§ **To do**: Pull every line from the records that has the word "tire" in it.

-=-=-=-=-

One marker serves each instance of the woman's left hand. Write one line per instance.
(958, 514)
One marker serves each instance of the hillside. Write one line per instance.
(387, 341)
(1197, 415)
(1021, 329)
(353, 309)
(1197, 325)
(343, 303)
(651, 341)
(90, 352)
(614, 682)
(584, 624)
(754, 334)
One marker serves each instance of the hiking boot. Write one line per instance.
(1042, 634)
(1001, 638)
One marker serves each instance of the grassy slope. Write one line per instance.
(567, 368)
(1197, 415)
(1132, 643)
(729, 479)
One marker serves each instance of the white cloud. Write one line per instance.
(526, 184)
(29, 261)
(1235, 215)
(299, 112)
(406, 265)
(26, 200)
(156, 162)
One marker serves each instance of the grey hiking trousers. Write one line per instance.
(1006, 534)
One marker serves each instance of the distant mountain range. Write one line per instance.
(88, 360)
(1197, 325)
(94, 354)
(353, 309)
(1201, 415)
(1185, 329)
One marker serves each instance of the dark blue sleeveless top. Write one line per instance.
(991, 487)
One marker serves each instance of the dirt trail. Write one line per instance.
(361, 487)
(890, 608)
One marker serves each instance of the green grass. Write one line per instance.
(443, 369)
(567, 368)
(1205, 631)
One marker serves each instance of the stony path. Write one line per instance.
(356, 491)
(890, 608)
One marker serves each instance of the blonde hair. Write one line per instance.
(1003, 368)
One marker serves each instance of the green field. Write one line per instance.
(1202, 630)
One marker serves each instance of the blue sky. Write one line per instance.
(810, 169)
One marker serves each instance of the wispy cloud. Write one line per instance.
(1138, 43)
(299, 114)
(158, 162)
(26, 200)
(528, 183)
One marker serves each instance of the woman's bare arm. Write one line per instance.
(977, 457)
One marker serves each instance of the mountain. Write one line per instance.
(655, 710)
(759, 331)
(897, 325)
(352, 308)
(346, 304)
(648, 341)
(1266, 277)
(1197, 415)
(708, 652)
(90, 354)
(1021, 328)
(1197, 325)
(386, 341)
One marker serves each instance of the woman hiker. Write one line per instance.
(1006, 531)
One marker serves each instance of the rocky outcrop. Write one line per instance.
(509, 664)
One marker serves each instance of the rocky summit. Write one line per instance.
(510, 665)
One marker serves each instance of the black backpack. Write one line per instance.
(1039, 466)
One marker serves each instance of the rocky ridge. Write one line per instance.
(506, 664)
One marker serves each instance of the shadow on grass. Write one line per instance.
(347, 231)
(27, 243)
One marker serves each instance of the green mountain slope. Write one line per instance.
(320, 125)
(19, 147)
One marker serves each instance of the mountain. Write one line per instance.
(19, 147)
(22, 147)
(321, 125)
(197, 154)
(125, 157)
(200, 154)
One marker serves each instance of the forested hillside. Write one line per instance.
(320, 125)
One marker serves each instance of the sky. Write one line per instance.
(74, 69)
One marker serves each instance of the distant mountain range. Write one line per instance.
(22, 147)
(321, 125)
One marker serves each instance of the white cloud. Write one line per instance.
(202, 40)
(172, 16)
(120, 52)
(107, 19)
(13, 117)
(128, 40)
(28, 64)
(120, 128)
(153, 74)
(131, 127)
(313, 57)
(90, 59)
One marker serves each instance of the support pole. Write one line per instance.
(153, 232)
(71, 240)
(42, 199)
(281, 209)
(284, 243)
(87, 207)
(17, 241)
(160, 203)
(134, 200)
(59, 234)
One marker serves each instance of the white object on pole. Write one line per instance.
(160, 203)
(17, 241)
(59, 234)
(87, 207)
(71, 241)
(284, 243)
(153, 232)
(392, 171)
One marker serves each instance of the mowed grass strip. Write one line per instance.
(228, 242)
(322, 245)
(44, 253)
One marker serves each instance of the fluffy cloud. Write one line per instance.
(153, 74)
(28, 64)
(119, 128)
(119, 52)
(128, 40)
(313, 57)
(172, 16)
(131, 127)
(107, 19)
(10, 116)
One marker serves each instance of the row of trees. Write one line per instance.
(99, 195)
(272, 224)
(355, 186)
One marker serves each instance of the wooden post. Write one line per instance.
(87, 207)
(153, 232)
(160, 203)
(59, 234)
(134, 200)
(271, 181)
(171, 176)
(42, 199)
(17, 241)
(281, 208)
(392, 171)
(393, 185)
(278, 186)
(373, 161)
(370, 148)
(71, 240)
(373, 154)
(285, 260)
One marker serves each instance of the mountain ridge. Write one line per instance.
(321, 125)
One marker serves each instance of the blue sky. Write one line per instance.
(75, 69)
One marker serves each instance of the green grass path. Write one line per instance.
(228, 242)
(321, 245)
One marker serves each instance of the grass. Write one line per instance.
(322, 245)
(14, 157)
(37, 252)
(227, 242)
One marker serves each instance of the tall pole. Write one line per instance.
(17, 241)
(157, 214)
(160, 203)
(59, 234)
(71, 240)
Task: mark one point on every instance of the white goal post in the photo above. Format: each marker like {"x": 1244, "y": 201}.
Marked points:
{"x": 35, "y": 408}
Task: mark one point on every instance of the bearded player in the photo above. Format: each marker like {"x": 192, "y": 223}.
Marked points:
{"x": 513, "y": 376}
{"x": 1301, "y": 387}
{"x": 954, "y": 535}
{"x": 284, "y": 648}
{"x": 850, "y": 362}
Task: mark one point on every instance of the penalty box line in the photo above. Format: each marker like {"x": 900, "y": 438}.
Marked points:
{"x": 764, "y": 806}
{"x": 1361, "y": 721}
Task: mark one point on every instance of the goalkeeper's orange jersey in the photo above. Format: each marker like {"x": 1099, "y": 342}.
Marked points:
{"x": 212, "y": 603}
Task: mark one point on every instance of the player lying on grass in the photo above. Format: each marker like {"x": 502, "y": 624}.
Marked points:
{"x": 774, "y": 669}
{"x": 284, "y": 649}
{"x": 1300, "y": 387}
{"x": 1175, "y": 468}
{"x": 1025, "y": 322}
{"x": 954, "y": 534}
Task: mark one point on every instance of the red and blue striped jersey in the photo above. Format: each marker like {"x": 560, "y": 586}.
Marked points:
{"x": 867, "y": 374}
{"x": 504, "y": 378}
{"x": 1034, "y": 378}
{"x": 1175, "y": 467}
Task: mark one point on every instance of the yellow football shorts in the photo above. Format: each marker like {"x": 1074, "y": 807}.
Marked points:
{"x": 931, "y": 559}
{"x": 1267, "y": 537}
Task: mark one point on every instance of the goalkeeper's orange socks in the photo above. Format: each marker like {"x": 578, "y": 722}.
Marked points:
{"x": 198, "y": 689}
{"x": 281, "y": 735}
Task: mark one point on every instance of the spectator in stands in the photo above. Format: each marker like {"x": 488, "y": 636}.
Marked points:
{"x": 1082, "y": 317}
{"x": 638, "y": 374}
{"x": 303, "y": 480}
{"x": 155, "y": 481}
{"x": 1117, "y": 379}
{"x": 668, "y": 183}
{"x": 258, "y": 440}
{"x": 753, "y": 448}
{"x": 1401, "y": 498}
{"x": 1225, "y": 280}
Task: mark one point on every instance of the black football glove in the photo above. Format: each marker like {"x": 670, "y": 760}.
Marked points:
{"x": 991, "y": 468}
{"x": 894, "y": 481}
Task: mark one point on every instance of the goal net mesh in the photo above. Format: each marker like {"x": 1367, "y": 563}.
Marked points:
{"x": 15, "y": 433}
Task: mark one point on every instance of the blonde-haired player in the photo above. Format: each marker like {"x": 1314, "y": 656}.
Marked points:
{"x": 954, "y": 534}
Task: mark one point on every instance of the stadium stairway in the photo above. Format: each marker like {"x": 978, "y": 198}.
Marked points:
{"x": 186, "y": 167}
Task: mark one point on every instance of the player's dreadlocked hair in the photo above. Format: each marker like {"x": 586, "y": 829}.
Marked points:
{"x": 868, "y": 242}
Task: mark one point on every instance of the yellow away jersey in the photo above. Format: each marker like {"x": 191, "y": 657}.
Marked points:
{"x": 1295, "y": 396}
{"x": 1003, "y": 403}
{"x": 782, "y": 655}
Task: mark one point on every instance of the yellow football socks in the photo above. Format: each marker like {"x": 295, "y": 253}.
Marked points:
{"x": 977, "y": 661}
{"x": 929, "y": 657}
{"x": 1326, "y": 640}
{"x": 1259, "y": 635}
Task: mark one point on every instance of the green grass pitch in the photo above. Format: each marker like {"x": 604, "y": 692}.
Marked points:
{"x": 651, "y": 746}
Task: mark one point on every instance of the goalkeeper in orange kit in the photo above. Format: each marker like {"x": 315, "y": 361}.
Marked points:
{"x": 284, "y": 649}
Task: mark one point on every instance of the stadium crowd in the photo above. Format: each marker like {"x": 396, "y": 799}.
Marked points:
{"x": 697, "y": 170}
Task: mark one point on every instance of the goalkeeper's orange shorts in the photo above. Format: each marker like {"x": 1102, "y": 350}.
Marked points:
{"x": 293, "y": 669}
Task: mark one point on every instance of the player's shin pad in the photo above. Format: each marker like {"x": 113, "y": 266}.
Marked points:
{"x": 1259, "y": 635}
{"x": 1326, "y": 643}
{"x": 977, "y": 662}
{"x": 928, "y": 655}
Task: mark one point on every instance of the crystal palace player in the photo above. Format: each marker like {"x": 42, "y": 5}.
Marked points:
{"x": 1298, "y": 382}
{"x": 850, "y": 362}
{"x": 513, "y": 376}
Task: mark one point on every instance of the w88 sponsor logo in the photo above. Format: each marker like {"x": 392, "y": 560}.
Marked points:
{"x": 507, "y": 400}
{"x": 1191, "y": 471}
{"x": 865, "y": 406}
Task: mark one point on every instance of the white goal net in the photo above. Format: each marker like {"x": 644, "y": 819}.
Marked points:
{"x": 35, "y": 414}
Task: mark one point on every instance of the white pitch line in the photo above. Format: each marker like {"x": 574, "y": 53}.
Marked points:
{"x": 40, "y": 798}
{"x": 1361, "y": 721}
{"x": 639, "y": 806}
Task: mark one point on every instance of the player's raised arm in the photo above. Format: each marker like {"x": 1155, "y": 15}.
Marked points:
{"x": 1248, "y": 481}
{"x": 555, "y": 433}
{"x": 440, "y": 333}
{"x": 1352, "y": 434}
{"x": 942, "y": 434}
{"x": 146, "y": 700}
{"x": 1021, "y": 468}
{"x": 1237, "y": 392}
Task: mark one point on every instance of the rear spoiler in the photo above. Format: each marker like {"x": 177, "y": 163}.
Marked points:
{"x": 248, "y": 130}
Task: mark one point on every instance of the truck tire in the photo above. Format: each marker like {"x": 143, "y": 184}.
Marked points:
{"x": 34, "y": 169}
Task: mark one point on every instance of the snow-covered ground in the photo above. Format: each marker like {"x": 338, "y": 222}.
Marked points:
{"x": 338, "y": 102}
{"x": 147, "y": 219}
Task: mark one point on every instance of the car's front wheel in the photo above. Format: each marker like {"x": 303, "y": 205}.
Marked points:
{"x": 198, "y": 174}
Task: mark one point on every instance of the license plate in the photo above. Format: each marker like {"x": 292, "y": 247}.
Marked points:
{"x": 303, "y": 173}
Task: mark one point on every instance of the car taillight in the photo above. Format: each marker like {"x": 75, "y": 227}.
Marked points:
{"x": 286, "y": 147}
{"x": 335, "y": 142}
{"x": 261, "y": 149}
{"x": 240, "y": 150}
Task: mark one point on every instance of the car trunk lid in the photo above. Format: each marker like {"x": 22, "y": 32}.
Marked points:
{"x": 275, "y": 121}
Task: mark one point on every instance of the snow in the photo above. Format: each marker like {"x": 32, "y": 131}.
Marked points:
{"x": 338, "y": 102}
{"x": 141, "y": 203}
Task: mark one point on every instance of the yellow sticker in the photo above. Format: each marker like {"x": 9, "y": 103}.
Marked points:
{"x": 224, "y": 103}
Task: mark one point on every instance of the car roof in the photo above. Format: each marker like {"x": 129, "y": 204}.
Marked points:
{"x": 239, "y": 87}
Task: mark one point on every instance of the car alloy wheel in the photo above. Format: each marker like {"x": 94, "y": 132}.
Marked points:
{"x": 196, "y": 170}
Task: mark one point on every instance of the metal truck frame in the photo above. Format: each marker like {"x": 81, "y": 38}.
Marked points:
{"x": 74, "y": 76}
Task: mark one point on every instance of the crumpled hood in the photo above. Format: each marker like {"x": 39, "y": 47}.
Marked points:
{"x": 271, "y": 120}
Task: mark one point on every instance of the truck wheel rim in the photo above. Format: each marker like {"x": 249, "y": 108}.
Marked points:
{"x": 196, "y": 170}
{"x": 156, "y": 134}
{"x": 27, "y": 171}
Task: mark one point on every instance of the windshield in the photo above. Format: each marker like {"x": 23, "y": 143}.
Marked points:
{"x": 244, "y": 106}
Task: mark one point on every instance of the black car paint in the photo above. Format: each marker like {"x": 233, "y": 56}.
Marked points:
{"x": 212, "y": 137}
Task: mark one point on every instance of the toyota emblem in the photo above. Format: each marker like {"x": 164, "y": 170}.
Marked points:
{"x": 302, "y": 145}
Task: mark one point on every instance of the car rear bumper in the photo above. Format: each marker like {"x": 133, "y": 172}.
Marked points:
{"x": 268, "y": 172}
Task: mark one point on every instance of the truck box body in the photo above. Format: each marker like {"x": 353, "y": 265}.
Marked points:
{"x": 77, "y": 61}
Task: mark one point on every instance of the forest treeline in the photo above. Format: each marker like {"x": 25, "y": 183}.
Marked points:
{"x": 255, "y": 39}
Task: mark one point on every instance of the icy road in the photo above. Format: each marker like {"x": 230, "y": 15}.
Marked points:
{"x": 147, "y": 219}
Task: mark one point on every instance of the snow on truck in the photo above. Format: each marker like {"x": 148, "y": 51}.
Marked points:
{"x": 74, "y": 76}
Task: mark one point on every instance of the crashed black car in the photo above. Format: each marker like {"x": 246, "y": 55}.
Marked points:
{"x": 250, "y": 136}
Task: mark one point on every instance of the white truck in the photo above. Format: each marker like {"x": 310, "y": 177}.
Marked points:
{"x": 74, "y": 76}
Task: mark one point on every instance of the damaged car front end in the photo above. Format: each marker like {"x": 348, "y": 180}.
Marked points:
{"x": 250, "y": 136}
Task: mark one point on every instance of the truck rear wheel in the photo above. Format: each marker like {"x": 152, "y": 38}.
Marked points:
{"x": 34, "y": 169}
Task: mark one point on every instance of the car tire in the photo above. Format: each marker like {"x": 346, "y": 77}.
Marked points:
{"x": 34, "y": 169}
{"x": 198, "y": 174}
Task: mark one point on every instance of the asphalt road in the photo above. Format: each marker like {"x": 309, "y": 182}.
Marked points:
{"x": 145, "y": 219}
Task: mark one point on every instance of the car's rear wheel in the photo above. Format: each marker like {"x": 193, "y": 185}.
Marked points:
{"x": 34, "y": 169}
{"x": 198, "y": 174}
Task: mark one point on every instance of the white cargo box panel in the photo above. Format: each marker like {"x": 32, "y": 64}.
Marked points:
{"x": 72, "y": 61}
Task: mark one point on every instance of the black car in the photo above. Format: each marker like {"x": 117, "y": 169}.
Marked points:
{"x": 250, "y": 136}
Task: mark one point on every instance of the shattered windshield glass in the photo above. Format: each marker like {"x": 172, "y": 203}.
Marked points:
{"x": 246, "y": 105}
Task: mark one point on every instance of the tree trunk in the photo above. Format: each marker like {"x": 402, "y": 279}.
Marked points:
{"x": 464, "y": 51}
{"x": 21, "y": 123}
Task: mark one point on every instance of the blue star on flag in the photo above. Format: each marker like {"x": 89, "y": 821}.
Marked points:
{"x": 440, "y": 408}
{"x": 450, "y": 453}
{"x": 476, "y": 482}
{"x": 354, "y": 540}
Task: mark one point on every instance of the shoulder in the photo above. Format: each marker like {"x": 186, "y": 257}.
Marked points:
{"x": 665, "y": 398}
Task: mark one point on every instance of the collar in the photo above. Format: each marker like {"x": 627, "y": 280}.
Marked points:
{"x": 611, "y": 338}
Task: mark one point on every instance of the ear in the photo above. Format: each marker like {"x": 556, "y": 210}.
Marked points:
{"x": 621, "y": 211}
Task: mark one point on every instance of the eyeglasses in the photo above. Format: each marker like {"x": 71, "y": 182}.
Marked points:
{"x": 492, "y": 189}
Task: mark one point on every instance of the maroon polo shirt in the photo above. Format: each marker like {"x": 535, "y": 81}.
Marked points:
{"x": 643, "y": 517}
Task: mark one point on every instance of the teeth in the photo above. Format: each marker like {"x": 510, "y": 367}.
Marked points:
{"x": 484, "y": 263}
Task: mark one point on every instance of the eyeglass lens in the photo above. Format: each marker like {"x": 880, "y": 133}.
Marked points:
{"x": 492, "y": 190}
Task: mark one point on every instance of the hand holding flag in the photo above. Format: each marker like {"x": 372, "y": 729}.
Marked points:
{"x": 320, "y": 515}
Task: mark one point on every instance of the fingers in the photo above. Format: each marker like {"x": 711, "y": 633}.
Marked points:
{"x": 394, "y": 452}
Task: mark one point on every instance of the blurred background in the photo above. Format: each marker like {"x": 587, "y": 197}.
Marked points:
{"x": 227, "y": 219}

-=-=-=-=-

§ **Response area**:
Task: mark one point on every instance of the truck tire in the photo above. Format: each marker like {"x": 143, "y": 184}.
Task: mark one point on every instance of the car tire in the photo above. Format: each marker like {"x": 346, "y": 77}.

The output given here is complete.